▶ _Text_
5 The point is a short one. Each applicant is a "self-insurer" as defined by the Act, s 3; ie each is an employer generally exempt under the Workers' Compensation and Rehabilitation Act 1981 (WA), s 164 from the obligation to insure pursuant to that Act against its potential liability to pay compensation for what may be described as industrial disabilities.
(Page 6)

6 The Act, s 5 provides for the respondent to establish a fund known as the Employers' Indemnity Supplementation Fund. The basic sources of moneys in the fund are surcharges required to be paid by insured employers and by self-insurers. The purpose of the Fund is to provide money to pay claims by workers for compensation or at common law where the employer is insured but the insurer for one reason or another is unable to indemnify the employer and so meet the worker's claim.

7 The obligation of self-insurers to contribute to the Fund is set out in s 16(1) and (2), although there are other statutory obligations. These provisions are as follows:


    "(1) A self-insurer shall pay to the Commission —
    (a) in the case of an employer who becomes a self-insurer before or on the commencement of a surcharge period, within one month after that commencement; or

    (b) in the case of an employer who becomes a self-insurer during a surcharge period, within one month after becoming a self-insurer,


      and thereafter once in each succeeding period of 12 months any of which is during a surcharge period an amount assessed by the Commission on the advice of the Committee.

▶ _Problem 1_
Copy the passage on self-insurers word for word, starting with "(b) in the case" and going on through "of the Committee.".
The records that come next have no connection to the passage on self-insurers.

▶ _Data for this task_
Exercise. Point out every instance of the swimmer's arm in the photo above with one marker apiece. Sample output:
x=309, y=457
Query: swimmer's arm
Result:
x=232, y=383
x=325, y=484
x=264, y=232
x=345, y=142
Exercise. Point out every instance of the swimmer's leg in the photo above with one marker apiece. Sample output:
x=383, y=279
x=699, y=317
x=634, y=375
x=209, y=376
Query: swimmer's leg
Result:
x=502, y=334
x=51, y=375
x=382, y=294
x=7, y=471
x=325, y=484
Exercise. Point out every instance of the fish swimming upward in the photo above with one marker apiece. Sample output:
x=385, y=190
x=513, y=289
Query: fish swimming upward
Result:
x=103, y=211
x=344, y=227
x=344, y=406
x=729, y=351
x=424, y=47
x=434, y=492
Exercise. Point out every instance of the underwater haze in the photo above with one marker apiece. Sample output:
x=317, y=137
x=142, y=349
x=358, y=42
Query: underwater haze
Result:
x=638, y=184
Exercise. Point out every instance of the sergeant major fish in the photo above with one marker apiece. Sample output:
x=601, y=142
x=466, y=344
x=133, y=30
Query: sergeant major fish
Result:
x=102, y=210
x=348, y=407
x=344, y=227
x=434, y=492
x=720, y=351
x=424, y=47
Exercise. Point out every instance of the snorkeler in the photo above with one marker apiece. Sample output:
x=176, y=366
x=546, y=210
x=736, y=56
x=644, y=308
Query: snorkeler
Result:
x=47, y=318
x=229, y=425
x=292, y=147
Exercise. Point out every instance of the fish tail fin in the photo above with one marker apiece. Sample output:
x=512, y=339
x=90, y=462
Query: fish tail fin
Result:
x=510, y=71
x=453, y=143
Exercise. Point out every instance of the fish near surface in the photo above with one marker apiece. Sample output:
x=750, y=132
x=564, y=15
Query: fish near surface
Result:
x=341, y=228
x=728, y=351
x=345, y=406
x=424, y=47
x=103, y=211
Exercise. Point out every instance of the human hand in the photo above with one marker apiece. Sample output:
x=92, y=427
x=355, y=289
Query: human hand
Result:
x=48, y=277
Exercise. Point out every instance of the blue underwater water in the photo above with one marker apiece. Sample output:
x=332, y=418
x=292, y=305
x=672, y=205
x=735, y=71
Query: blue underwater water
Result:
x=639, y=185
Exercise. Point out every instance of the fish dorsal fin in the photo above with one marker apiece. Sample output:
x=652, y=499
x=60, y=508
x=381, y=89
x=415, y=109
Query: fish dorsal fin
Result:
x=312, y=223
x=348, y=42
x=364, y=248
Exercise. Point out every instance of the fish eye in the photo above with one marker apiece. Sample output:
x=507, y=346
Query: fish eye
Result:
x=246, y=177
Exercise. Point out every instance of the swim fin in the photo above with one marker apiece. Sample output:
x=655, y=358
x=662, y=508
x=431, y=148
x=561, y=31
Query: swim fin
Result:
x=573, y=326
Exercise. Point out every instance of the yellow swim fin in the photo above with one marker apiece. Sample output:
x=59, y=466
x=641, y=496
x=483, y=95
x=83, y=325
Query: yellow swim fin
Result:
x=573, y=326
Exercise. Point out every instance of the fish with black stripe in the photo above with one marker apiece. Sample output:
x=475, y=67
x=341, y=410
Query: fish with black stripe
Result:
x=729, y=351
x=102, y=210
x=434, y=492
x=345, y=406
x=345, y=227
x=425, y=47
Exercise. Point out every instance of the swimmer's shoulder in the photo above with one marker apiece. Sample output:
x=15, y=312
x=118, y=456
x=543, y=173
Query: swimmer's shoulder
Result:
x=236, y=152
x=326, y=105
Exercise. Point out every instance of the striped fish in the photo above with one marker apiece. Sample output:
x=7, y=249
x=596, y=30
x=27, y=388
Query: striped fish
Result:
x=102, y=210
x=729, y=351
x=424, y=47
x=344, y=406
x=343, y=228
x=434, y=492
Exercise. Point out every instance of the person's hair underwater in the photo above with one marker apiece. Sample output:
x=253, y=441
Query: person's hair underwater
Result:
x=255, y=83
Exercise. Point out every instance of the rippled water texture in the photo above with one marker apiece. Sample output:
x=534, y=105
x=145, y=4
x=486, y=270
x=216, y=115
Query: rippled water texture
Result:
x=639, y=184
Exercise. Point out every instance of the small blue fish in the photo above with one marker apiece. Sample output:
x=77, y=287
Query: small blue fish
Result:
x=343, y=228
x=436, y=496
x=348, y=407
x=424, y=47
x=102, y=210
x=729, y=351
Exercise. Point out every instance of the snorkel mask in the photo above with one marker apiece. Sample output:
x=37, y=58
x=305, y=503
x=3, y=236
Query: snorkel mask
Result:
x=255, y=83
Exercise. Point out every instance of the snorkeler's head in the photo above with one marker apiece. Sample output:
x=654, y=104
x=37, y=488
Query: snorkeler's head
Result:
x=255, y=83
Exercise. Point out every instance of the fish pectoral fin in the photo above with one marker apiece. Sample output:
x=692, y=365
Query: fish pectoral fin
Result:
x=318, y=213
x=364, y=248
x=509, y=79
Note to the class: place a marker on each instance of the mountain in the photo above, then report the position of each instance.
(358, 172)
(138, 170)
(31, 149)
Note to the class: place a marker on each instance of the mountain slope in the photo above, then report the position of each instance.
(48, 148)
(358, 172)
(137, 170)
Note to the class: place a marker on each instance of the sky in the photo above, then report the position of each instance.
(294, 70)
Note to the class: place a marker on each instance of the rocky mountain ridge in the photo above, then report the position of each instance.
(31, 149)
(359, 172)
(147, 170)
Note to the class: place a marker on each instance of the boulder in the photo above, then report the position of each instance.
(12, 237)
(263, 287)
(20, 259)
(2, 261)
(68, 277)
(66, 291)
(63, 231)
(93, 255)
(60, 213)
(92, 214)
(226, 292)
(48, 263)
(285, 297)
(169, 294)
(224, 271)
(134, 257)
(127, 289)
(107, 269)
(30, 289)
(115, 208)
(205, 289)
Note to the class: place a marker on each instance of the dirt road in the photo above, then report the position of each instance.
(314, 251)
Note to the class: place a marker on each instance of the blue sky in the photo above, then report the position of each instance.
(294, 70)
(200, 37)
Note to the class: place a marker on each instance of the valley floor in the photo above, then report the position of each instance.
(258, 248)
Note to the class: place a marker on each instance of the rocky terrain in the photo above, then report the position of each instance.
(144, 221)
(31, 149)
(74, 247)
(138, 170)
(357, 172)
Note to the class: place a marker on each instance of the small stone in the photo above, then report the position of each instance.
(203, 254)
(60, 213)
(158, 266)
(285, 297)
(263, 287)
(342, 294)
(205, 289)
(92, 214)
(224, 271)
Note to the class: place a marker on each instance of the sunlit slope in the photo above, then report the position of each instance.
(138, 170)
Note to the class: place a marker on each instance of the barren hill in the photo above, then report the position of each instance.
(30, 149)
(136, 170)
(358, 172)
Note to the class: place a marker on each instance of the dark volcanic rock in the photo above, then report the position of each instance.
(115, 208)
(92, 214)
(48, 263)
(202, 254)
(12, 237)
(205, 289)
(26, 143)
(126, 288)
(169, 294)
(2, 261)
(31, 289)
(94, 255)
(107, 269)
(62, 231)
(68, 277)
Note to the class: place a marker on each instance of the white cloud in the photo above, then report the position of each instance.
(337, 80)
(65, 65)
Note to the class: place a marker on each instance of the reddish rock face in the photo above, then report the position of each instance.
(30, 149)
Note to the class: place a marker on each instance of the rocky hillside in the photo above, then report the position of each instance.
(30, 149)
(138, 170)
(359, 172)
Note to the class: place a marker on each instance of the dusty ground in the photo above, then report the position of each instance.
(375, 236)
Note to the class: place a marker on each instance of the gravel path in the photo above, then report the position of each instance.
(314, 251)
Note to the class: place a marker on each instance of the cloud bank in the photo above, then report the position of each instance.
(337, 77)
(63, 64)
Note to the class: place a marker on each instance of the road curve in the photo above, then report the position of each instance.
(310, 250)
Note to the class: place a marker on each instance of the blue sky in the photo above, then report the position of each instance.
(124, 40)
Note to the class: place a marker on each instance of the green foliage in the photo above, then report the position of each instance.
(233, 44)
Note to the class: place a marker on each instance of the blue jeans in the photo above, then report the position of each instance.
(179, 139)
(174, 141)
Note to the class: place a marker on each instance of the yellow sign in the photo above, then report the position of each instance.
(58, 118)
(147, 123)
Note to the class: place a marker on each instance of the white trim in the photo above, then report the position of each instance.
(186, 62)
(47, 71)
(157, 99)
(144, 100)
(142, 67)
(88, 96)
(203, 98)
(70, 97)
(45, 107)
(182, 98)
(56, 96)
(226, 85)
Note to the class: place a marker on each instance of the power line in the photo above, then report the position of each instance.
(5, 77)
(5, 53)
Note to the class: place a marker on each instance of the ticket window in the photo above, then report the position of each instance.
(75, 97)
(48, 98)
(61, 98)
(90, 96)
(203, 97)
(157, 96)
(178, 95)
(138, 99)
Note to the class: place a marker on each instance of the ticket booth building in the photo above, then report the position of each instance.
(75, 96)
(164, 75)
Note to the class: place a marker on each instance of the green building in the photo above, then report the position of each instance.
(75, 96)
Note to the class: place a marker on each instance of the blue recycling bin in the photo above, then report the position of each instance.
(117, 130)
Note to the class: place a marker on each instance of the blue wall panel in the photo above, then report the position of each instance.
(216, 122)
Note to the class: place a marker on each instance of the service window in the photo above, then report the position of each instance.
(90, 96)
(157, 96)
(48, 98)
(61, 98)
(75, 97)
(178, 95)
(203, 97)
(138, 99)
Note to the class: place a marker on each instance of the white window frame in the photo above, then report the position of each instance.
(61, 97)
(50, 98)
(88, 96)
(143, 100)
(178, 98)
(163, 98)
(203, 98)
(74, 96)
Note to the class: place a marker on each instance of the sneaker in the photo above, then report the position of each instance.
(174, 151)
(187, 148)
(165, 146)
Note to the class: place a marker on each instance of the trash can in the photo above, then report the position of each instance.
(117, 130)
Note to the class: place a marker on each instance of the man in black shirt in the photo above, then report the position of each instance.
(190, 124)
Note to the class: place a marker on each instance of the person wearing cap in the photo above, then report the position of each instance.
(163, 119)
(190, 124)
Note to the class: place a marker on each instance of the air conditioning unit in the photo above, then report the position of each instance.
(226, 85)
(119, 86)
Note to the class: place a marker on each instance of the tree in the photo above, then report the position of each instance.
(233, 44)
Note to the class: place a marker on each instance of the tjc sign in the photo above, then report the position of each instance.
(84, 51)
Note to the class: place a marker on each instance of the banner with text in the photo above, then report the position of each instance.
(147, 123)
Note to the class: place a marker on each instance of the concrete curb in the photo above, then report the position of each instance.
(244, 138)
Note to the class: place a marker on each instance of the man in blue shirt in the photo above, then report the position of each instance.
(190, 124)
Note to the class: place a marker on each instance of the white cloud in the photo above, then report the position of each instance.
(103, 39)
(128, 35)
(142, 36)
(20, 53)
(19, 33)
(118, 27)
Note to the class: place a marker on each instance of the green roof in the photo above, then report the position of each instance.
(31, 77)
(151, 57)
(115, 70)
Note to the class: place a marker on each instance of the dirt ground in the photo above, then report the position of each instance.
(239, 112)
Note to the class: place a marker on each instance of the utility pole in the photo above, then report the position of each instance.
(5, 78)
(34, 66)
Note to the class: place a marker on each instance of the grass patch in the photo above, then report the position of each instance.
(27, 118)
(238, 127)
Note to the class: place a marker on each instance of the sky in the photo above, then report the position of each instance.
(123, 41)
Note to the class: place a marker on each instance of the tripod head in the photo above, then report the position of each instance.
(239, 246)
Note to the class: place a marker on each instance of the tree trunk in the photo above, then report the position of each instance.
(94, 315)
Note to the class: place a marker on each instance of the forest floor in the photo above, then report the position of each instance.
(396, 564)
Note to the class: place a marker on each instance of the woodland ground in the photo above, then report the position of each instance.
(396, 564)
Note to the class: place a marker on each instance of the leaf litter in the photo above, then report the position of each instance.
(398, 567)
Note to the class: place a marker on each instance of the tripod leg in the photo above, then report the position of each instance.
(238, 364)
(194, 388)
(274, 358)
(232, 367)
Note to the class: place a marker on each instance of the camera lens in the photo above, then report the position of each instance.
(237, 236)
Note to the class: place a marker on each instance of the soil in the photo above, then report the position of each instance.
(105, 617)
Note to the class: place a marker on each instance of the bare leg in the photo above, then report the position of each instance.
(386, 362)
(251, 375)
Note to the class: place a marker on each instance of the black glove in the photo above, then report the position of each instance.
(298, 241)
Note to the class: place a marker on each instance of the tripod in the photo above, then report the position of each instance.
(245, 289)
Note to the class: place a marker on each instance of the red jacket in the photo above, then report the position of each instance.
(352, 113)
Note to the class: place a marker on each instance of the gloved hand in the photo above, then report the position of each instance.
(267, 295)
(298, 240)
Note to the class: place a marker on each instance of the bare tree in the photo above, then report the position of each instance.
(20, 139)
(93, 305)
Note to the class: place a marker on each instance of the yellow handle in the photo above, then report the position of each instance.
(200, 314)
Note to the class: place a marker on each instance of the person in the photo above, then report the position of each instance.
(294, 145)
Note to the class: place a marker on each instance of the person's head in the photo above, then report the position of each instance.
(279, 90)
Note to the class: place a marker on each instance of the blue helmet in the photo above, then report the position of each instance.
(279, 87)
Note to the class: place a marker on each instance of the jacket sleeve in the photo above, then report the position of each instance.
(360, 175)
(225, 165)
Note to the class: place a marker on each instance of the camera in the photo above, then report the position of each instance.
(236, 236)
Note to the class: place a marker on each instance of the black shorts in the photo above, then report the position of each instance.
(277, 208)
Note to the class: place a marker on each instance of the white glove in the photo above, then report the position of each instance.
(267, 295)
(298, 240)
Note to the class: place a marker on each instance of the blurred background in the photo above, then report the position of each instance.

▶ _Problem 2_
Repeat the records word for word, starting with their first line and going on through the line with "x=48, y=277", including both of those lines.

▶ _Full solution 1_
(b) in the case of an employer who becomes a self-insurer during a surcharge period, within one month after becoming a self-insurer,


      and thereafter once in each succeeding period of 12 months any of which is during a surcharge period an amount assessed by the Commission on the advice of the Committee.

▶ _Full solution 2_
Exercise. Point out every instance of the swimmer's arm in the photo above with one marker apiece. Sample output:
x=309, y=457
Query: swimmer's arm
Result:
x=232, y=383
x=325, y=484
x=264, y=232
x=345, y=142
Exercise. Point out every instance of the swimmer's leg in the photo above with one marker apiece. Sample output:
x=383, y=279
x=699, y=317
x=634, y=375
x=209, y=376
Query: swimmer's leg
Result:
x=502, y=334
x=51, y=375
x=382, y=294
x=7, y=471
x=325, y=484
Exercise. Point out every instance of the fish swimming upward in the photo above with one marker apiece. Sample output:
x=385, y=190
x=513, y=289
Query: fish swimming upward
Result:
x=103, y=211
x=344, y=227
x=344, y=406
x=729, y=351
x=424, y=47
x=434, y=492
Exercise. Point out every instance of the underwater haze in the photo above with one marker apiece. Sample output:
x=317, y=137
x=142, y=349
x=358, y=42
Query: underwater haze
Result:
x=638, y=184
Exercise. Point out every instance of the sergeant major fish in the photo above with one marker apiece. Sample output:
x=601, y=142
x=466, y=344
x=133, y=30
Query: sergeant major fish
Result:
x=102, y=210
x=348, y=407
x=344, y=227
x=434, y=492
x=720, y=351
x=424, y=47
Exercise. Point out every instance of the snorkeler in the photo above with one marker apiece. Sample output:
x=176, y=366
x=546, y=210
x=736, y=56
x=644, y=308
Query: snorkeler
Result:
x=47, y=318
x=229, y=425
x=292, y=147
Exercise. Point out every instance of the fish tail fin in the photo above with one marker apiece. Sample output:
x=512, y=339
x=90, y=462
Query: fish tail fin
Result:
x=510, y=71
x=453, y=143
Exercise. Point out every instance of the fish near surface in the photo above with one marker apiece. Sample output:
x=750, y=132
x=564, y=15
Query: fish near surface
Result:
x=341, y=228
x=728, y=351
x=345, y=406
x=424, y=47
x=103, y=211
Exercise. Point out every instance of the human hand in the photo above with one marker apiece. Sample output:
x=92, y=427
x=355, y=289
Query: human hand
Result:
x=48, y=277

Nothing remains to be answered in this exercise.